### WORK TO COMPLETE
A: In the forum thread on feeling functions, where did Ksara find the video by Dr Mike?
B: From the forum thread, reproduce word for word the part that begins with "Recently I came" and ends with "to understand them)".

### EXCERPTED TEXT
I can speak only for myself, but I can relate to that - not being able to explain why you feel a certain way. 

From when I was little, I remember that my mom would be desperate sometimes as to why I would cry. And I was unable to explain. That feeling of being powerless is still there. I had to learn to use reason to figure out why I would feel these specific (overwhelming) feelings. Feelings in themselves are wordless, I need to analyse (but not judge!) them in order to cope.


----------



## Trajan117 (Mar 31, 2013)

My interpretation is that Fe is where one's cultural, behavioral, and other social values and beliefs are based on how society as a whole behaves. Society is a validator for people who use Fe. Its not that they don't have a mind of their own or that they don't make indepedent judgments but they are uncomfortable when their peers do not approve of their feeling decisions. Fi on the other hand derives those same values and beliefs from within themselves. They will think of society as more of an informer rather than a judger. Fi people will see many different values and beliefs in society and will decide which they agree with and which they don't and form their own code of ethics and beliefs. Fe will try their best to be in the middle and follow all the things that society views as good and ignore all that is viewed as bad by the majority


----------



## Ksara (Feb 13, 2014)

Recently I came across a video by Dr Mike on YouTube

Here he describes his take on extroverted feeling and introverted feeling in the context of intuition (believes you can't separate the functions to understand them)
It's how you use you feeling function. Do you extrovert it or introvert it. He describes this as Fe talking with feeling vs Fi processing things with feeling
Such as for an infp, (Fi, Ne) will take in information via feeling. Their inner world will process things by feeling (as in right vs wrong, their values, a rich inner world of their emotions), however they will talk with their Ne. When communicating they won't be emotional, rather communicating with abstract ideas. This explains why an infp may know how they feel but can not communicate to someone why they feel a certain way. A well developed Ne will give the infp their ability to get their emotions out in more abstract ways.
For an infj (Ni, Fe) they take in their world through Ni. The difference is that this is not feeling. They won't experience strong emotion like an infp but will take in abstract ideas. How they communicate is opposite, they will talk with emotion, will express their feeling when communicating with others (even though the place the communication came from wasn't feeling, being Ni). Perhaps this is why they seem to display the social niceties.
The other thing he went on to explain was the order matters. An enfp for example (Ne, Fi) will be able to get their emotions out much more easily than an infp as they are able to use their Ne to communicate many different ideas in abstract ways. however they won't process as much with there feeling function, so the won't feel as strong about things compared to an infp who may struggle to get their feelings out.

I find his take on the feeling functions interesting.

What's people's thoughts on this?


----------

### PROVIDED INFORMATION

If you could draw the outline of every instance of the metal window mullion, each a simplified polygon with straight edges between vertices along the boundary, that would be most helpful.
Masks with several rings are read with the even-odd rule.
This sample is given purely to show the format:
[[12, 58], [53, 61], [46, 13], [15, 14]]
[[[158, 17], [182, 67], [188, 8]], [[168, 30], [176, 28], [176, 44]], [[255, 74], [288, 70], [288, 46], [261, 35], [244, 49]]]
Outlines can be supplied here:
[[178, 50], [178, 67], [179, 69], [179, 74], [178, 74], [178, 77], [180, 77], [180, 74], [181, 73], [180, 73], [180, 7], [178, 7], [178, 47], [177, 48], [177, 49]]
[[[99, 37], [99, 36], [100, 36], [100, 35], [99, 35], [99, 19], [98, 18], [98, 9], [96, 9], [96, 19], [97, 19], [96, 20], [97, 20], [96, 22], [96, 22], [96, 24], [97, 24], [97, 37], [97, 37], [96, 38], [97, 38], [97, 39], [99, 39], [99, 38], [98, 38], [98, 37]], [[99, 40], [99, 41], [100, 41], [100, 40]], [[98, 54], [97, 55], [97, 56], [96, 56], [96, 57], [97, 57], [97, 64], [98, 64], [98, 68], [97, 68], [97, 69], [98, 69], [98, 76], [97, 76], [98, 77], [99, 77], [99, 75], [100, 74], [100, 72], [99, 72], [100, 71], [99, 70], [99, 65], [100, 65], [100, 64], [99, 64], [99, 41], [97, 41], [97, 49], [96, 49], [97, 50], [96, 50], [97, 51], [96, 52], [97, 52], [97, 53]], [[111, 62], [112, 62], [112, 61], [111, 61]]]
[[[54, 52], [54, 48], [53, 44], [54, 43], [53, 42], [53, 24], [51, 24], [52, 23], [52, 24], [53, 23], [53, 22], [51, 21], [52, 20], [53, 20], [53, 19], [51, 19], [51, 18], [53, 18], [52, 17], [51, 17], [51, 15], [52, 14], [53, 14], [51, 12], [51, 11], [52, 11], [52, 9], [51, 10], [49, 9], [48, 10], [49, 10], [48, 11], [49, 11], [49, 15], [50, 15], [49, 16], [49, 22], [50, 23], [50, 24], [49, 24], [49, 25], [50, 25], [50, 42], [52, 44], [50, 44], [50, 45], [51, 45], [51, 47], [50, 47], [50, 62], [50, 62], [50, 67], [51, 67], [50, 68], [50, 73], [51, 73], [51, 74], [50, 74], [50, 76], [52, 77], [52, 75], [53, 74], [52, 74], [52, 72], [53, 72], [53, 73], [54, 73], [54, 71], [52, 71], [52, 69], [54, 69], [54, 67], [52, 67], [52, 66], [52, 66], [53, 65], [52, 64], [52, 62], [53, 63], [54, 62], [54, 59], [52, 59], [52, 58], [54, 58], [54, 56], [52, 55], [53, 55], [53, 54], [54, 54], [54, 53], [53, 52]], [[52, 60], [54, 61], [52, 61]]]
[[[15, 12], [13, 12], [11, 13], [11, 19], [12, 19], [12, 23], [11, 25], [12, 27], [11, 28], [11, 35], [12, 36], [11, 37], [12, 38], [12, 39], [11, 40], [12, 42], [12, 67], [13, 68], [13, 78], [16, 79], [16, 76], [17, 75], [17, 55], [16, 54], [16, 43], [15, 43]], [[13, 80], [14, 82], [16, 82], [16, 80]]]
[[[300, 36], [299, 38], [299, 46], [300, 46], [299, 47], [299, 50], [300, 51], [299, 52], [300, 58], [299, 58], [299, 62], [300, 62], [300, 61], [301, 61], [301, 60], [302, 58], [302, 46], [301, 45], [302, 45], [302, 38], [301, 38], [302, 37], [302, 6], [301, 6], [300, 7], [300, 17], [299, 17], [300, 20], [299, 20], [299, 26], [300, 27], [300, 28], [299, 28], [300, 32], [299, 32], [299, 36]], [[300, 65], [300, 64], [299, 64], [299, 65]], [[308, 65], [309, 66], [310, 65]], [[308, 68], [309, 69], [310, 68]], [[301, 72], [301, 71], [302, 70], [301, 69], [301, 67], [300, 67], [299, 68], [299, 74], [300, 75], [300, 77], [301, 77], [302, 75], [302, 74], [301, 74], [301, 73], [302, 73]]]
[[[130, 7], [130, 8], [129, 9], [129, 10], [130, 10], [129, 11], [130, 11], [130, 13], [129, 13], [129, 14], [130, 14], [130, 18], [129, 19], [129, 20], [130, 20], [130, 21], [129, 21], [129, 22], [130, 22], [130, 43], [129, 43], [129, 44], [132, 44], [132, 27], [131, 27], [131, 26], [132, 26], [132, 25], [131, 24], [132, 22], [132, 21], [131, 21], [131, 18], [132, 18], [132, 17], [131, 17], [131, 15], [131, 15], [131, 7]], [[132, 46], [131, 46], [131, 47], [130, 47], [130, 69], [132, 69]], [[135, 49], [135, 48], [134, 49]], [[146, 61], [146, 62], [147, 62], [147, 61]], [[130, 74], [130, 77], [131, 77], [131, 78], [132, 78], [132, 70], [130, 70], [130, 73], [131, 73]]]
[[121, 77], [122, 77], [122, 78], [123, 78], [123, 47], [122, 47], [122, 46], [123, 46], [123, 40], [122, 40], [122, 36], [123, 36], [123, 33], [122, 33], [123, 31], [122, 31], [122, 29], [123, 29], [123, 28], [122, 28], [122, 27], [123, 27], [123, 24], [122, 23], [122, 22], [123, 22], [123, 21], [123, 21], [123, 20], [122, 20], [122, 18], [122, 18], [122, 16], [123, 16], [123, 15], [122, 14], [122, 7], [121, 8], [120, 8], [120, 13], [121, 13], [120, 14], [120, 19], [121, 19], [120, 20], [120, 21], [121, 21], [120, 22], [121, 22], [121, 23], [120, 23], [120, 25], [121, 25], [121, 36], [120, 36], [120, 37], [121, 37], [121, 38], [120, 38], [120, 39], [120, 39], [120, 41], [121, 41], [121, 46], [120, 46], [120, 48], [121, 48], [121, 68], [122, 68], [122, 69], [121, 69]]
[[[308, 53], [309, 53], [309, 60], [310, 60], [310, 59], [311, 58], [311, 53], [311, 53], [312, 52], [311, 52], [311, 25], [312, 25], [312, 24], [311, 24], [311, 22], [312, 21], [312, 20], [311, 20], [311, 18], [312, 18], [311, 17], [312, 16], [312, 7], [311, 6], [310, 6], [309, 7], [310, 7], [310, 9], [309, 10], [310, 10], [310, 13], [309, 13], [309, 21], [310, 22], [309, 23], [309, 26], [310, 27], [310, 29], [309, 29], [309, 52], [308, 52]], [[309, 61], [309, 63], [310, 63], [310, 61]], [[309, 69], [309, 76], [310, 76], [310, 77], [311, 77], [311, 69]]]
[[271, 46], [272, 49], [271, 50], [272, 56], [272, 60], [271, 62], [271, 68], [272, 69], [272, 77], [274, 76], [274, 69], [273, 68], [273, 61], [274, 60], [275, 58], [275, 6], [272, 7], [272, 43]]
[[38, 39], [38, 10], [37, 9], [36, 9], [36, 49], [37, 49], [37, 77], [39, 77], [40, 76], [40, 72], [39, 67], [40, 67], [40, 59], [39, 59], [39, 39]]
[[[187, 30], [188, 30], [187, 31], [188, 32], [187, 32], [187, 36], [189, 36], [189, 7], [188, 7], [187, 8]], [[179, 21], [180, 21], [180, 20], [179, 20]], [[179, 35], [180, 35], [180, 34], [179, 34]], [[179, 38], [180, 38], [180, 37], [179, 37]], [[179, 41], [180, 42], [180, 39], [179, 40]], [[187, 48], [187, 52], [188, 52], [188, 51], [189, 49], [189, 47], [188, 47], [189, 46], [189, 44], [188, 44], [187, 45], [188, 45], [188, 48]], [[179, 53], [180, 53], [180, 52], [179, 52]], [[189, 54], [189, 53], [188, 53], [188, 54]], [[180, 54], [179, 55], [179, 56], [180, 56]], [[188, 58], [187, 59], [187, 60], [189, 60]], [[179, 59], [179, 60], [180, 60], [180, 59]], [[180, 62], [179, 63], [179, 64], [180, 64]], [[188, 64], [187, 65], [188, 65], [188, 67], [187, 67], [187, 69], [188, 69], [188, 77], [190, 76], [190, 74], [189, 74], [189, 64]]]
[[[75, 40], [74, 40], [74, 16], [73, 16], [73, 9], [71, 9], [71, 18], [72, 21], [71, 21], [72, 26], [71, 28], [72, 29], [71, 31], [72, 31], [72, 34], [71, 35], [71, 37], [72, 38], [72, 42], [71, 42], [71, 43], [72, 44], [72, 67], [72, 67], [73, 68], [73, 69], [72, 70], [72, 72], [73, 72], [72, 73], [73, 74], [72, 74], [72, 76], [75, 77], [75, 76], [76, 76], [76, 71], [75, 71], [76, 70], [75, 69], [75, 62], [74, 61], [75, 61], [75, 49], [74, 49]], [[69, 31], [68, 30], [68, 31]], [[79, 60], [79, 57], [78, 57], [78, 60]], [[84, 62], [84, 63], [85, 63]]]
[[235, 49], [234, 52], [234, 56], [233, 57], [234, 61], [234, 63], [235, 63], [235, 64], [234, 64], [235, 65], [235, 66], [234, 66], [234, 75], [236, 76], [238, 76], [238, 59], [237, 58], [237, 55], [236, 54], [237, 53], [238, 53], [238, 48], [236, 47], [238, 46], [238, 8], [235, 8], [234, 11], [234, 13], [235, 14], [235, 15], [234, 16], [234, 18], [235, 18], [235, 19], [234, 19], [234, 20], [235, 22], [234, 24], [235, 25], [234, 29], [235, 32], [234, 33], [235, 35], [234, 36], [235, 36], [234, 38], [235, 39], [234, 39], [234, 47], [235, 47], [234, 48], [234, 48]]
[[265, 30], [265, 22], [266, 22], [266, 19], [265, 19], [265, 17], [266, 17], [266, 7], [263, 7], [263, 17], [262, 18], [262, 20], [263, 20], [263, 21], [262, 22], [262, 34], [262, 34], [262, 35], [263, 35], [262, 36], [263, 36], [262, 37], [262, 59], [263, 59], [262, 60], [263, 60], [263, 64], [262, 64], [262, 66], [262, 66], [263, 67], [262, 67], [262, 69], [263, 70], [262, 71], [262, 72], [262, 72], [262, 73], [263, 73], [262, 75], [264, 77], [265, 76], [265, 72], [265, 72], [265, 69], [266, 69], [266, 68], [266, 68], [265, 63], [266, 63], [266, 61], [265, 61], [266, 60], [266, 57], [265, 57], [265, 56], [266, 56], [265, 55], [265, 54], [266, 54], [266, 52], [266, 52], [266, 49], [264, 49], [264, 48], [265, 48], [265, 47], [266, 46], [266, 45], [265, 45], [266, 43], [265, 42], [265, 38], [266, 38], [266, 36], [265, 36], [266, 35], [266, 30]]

### WORKED ANSWERS
A: On YouTube.

B:
Recently I came across a video by Dr Mike on YouTube

Here he describes his take on extroverted feeling and introverted feeling in the context of intuition (believes you can't separate the functions to understand them)